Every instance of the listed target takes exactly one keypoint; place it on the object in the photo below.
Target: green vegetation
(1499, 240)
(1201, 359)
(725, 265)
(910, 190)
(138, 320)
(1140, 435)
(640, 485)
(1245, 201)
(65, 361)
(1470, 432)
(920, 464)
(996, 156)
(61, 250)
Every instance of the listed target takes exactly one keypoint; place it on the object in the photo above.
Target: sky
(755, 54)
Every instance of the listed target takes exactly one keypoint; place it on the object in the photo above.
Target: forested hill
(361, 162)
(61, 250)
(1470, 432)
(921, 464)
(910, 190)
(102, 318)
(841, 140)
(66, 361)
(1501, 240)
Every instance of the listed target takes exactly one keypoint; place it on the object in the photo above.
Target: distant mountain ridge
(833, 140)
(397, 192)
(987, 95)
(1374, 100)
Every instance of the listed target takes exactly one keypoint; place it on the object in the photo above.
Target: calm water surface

================================

Work item:
Please extract exactly, and only, the lines from the line containing "Target: distant mountain ridge" through the last line of the records.

Task output:
Target: distant mountain ridge
(833, 140)
(397, 192)
(987, 95)
(1374, 100)
Every instance of the listed target takes exactly one keypoint; place it on the object in the photo above.
Target: calm water surface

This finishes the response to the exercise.